Your response should be the lines from the one holding "Spot the rough" to the last line of the data below, copied exactly and with no additions.

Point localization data
-=-=-

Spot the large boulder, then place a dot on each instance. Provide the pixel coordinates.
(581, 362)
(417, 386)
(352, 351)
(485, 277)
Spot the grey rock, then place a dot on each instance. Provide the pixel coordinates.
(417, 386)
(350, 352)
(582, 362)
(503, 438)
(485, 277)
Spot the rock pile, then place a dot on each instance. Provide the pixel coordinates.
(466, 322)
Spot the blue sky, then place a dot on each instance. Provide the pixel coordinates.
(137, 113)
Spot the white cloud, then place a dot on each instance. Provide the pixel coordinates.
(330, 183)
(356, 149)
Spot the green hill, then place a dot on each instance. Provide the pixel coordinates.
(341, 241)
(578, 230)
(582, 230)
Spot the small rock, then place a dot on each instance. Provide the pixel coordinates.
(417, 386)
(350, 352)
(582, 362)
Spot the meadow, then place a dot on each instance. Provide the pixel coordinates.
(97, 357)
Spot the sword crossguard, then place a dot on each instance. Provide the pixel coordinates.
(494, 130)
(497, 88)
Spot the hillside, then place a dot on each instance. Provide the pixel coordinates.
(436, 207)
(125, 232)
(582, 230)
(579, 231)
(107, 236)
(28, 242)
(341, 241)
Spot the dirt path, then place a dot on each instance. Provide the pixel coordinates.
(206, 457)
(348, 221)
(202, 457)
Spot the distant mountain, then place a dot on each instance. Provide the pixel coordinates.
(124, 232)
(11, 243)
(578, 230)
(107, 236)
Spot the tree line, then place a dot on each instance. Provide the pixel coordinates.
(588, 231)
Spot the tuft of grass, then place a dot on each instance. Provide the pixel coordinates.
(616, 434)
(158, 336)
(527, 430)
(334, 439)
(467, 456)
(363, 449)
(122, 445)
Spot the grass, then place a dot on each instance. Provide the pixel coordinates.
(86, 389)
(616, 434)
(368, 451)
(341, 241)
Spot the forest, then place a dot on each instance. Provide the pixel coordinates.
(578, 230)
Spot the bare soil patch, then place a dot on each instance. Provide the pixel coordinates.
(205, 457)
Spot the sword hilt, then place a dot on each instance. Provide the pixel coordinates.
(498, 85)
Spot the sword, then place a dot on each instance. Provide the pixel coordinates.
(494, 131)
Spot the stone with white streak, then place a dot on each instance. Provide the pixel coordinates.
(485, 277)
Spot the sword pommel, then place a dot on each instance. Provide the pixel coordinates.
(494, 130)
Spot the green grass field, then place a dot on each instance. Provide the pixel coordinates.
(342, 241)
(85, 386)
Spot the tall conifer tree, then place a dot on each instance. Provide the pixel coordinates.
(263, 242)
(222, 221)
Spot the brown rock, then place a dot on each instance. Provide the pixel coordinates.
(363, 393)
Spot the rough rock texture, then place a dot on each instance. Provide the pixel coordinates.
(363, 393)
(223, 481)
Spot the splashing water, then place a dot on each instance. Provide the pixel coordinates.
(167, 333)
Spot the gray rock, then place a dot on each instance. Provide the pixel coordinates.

-=-=-

_Response area:_
Spot the rough rock texture, then place a dot on each instance. Provide the pixel coordinates.
(363, 393)
(223, 481)
Spot the splashing water, then place a dot on each instance. Provide the pixel coordinates.
(167, 333)
Spot the gray rock, then place a dot on each instance. Provide the pixel coordinates.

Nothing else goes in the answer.